What is asked: Make an exact copy of the entries below.
>> start Entries provided
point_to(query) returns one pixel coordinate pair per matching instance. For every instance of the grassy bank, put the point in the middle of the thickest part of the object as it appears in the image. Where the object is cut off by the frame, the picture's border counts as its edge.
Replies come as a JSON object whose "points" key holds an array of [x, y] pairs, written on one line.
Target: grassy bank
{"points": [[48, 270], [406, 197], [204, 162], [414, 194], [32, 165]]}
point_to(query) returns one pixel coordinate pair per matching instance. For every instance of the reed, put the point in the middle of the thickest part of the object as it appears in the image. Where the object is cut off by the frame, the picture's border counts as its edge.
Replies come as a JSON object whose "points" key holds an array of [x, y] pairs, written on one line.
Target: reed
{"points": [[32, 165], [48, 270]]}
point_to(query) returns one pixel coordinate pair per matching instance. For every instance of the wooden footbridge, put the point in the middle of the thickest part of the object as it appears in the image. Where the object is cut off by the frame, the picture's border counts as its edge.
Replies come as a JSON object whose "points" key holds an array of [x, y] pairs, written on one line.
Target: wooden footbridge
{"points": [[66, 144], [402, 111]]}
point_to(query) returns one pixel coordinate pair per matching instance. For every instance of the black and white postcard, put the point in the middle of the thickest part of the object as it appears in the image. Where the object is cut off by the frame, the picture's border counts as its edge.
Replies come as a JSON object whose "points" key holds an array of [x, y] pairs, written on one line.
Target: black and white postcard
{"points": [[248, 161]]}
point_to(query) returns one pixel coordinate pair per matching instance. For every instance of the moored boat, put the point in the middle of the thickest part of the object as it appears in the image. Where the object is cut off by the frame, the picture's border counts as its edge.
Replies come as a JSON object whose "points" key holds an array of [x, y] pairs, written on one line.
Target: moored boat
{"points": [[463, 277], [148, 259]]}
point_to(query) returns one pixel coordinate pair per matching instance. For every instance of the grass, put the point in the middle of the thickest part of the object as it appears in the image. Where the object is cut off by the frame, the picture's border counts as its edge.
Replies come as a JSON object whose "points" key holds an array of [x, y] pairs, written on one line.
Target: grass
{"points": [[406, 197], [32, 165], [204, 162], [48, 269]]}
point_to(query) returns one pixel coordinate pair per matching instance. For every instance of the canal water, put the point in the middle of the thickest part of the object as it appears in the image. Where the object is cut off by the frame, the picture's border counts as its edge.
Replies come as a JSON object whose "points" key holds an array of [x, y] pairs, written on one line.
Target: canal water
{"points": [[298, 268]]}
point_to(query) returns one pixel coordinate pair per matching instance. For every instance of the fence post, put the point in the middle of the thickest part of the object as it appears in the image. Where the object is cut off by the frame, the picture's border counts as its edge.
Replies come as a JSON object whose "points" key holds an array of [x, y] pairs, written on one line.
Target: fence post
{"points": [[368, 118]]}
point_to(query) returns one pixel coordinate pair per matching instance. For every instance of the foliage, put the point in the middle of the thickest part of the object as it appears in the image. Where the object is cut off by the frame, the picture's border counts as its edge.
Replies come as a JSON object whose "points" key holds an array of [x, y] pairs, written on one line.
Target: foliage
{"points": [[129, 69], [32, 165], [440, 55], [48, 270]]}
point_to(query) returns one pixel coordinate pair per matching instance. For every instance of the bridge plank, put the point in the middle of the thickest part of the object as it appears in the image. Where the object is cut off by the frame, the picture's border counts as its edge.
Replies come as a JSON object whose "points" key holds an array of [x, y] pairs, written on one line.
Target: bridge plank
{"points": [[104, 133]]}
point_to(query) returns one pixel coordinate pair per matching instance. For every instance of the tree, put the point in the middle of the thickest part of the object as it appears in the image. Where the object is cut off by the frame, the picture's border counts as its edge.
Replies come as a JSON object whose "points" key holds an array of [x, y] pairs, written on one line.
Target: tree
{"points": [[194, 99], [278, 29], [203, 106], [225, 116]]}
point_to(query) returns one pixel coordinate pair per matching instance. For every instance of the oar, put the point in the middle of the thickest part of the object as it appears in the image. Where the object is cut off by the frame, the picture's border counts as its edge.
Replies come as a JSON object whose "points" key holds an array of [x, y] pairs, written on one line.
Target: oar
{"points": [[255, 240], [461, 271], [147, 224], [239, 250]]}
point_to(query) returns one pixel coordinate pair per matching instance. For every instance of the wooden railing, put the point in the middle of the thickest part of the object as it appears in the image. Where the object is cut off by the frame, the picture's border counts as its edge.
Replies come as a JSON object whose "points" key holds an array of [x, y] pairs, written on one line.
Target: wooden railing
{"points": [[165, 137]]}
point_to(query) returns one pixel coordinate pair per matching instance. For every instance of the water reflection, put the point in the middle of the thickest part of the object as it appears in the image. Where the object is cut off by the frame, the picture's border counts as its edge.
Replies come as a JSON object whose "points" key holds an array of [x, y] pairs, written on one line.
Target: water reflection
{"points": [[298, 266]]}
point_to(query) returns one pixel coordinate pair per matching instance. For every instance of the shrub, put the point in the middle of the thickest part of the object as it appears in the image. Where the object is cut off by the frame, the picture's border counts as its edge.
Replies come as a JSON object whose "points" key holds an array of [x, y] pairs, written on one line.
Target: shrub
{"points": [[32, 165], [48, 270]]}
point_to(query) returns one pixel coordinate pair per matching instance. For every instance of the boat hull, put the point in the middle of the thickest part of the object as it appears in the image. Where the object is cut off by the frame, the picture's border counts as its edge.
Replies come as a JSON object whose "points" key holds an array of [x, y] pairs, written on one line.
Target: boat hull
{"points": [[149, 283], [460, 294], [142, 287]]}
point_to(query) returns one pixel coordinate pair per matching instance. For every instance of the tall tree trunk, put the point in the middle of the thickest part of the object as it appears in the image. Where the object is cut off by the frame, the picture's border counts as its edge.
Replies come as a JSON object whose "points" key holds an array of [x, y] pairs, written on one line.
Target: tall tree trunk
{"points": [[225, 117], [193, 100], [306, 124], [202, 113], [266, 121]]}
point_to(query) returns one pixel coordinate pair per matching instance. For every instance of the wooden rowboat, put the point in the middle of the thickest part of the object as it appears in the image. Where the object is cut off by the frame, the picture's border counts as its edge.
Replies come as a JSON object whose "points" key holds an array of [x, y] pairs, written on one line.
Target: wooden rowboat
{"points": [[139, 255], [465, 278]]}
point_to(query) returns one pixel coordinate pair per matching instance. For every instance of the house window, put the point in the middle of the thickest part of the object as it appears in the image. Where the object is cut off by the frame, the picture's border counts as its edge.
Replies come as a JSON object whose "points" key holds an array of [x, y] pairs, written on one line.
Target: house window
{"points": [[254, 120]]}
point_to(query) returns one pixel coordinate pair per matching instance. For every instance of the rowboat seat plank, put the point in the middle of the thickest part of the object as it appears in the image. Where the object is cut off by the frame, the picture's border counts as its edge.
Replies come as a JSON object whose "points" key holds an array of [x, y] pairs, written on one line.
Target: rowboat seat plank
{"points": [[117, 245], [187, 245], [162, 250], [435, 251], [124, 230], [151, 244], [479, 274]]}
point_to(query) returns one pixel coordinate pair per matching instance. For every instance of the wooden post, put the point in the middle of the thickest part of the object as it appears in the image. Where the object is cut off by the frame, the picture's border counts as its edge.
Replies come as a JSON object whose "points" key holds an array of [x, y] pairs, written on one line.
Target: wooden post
>> end Entries provided
Finished task:
point_to(query) returns one pixel coordinate pair per matching instance. For every instance of the grassy bank, put the point in the middle of the thickest part of the object as it appears in the image. Where the object is cut off by the frame, the picture's border counts as its edge.
Replies come as a JSON object whose "points" key holds an array of [x, y] pairs, written on one line.
Target: grassy bank
{"points": [[48, 270], [406, 197], [204, 162], [414, 194], [32, 165]]}
point_to(query) returns one pixel coordinate pair per matching instance. For every instance of the reed, put the point in the middle of the thickest part of the object as it appears in the image. Where the object is cut off by the frame, the picture's border counts as its edge.
Replies come as a JSON object whose "points" key holds an array of [x, y] pairs, written on one line.
Target: reed
{"points": [[32, 165], [48, 270]]}
point_to(query) returns one pixel coordinate pair per matching instance. For every instance of the wooden footbridge, put the point in the middle of the thickest part of the object as it appears in the image. Where the object is cut off by the frame, the picture's border counts as its edge.
Replies come as a JSON object whose "points" key holds an array of [x, y] pairs, written on one line.
Target: wooden footbridge
{"points": [[66, 144], [402, 111]]}
point_to(query) returns one pixel coordinate pair per matching instance. For every instance of the black and white postcard, put the point in the middle of the thickest part of the object as it appears in the image. Where the object is cut off by the frame, the picture's border counts as its edge.
Replies come as a JSON object whose "points" key holds an array of [x, y] pairs, written on one line.
Target: black and white postcard
{"points": [[248, 161]]}
point_to(query) returns one pixel coordinate pair per matching instance. For every instance of the moored boat, put the point in the middle of the thickest part of the object as it appears in the image. Where the object is cut off by the frame, the picture's border counts as its edge.
Replies come as a JSON object whose "points" key holds an array of [x, y] pairs, written on one line.
Target: moored boat
{"points": [[463, 277], [148, 259]]}
point_to(query) returns one pixel coordinate pair per matching instance. For every instance of the grass, put the point in the middle of the thickest part of the object as it appears in the image. Where the object is cut off by the frame, the picture's border counts as its edge.
Replies come as a JSON object whose "points" key holds an array of [x, y] pairs, written on one line.
Target: grass
{"points": [[406, 197], [32, 165], [204, 162], [48, 269]]}
point_to(query) returns one pixel coordinate pair per matching instance. For every instance of the canal water, put the point in the middle of the thickest part of the object as it appears in the image. Where the object is cut off by the frame, the picture's border counts as its edge.
Replies come as a JSON object whose "points" key holds an array of [x, y] pairs, written on one line.
Target: canal water
{"points": [[298, 268]]}
point_to(query) returns one pixel coordinate pair per matching instance. For every instance of the fence post, put the point in the middle of the thickest part of the object as it appears in the image. Where the object is cut off by the frame, the picture's border counts as its edge.
Replies come as a JSON object whose "points" key holds an array of [x, y] pairs, written on one line.
Target: fence post
{"points": [[368, 118]]}
point_to(query) returns one pixel coordinate pair per matching instance. For every instance of the foliage, put the point in the middle of the thickest part of the object as it appears in the image. Where the object is cut off by the frame, the picture's border counts as its edge.
Replies come as a JSON object whose "points" key holds an array of [x, y] pairs, written on one line.
Target: foliage
{"points": [[129, 69], [32, 165], [440, 55], [48, 270]]}
point_to(query) returns one pixel coordinate pair per matching instance. For every instance of the bridge plank, put the point in the middle of the thickest part of the object as it appears in the image. Where the object is cut off by the frame, the picture's border counts as its edge.
Replies come as a JSON object whose "points" key holds an array of [x, y] pairs, written on one line.
Target: bridge plank
{"points": [[104, 133]]}
point_to(query) returns one pixel coordinate pair per matching instance. For every instance of the tree, put the point in the middle of the thickest part of the object as it appears in the image. Where the object is cut off by the frame, the picture's border counts as its edge.
Replies come as a JSON object whose "points" key holds an array of [x, y] pairs, written on one line.
Target: tree
{"points": [[194, 99], [278, 29], [203, 106], [225, 116]]}
point_to(query) returns one pixel coordinate pair per matching instance. For every instance of the oar, put the point in the middle of the thickest part of the object as it appears in the image. Where the object is cut off by the frame, the picture's border counts as its edge.
Replies come as a JSON object whose "points" key holds an array of [x, y] pairs, written on one line.
Target: oar
{"points": [[255, 240], [461, 271], [147, 224], [239, 250]]}
point_to(query) returns one pixel coordinate pair per matching instance. For every instance of the wooden railing, put the point in the middle of the thickest part of the object as it appears in the image. Where the object is cut off by the frame, the picture's border counts as its edge.
Replies come as a JSON object whose "points" key holds an array of [x, y] pairs, written on one line.
Target: wooden railing
{"points": [[165, 137]]}
point_to(query) returns one pixel coordinate pair per matching instance. For every instance of the water reflection, put the point in the middle of the thickest part of the object as it appears in the image. Where the object is cut off by the frame, the picture's border counts as its edge.
Replies come as a JSON object whose "points" key holds an array of [x, y] pairs, written on one line.
Target: water reflection
{"points": [[298, 266]]}
point_to(query) returns one pixel coordinate pair per matching instance. For every instance of the shrub, put the point in the middle of the thickest part of the object as it appears in the image. Where the object is cut off by the frame, the picture's border counts as its edge.
Replies come as a JSON object whose "points" key holds an array of [x, y] pairs, written on one line.
Target: shrub
{"points": [[32, 165], [48, 270]]}
point_to(query) returns one pixel coordinate pair per matching instance. For every instance of the boat hull, put the point in the middle of the thickest part of the object as it appears in the image. Where the object is cut off by the frame, the picture's border counts as its edge.
Replies come as a JSON object whose "points" key holds an array of [x, y] pairs, written on one line.
Target: boat hull
{"points": [[149, 283], [460, 294], [142, 287]]}
point_to(query) returns one pixel coordinate pair per matching instance. For every instance of the tall tree trunk, put the point in the middle of the thickest part of the object as it appears in the image. Where the object is cut off by the frame, the picture's border counts as its edge.
Replies come as a JSON object whose "points" key holds an array of [x, y] pairs, written on one line.
Target: tall tree trunk
{"points": [[225, 117], [193, 100], [306, 124], [202, 113], [266, 121]]}
point_to(query) returns one pixel coordinate pair per matching instance. For every instance of the wooden rowboat, put the point in the middle of the thickest part of the object as it appears in the image. Where the object is cut off by the frame, the picture's border counts as its edge.
Replies come as a JSON object whose "points" key holds an array of [x, y] pairs, written on one line.
Target: wooden rowboat
{"points": [[139, 255], [465, 278]]}
point_to(query) returns one pixel coordinate pair per matching instance. For every instance of the house window, put the point in the middle of the thickest part of the object as it appears in the image. Where the object is cut off by the frame, the picture's border counts as its edge.
Replies come as a JSON object whose "points" key holds an array of [x, y] pairs, written on one line.
Target: house window
{"points": [[254, 120]]}
point_to(query) returns one pixel coordinate pair per matching instance. For every instance of the rowboat seat plank, put the point in the middle of the thickest part of the object as it appears in the image. Where the object is cut off by the frame, the picture's border counts as its edge.
Replies come as a JSON object whose "points" key holds an array of [x, y] pairs, written on one line.
Target: rowboat seat plank
{"points": [[117, 245], [187, 245], [162, 250], [435, 251], [124, 230], [151, 244], [479, 274]]}
point_to(query) returns one pixel coordinate pair per matching instance. For every instance of the wooden post, put the point in the middle of the thickest part of the object as it appears in the image. Where the object is cut off by the frame, the picture's border counts as its edge.
Replies come as a JSON object whose "points" key holds an array of [x, y] pairs, written on one line.
Target: wooden post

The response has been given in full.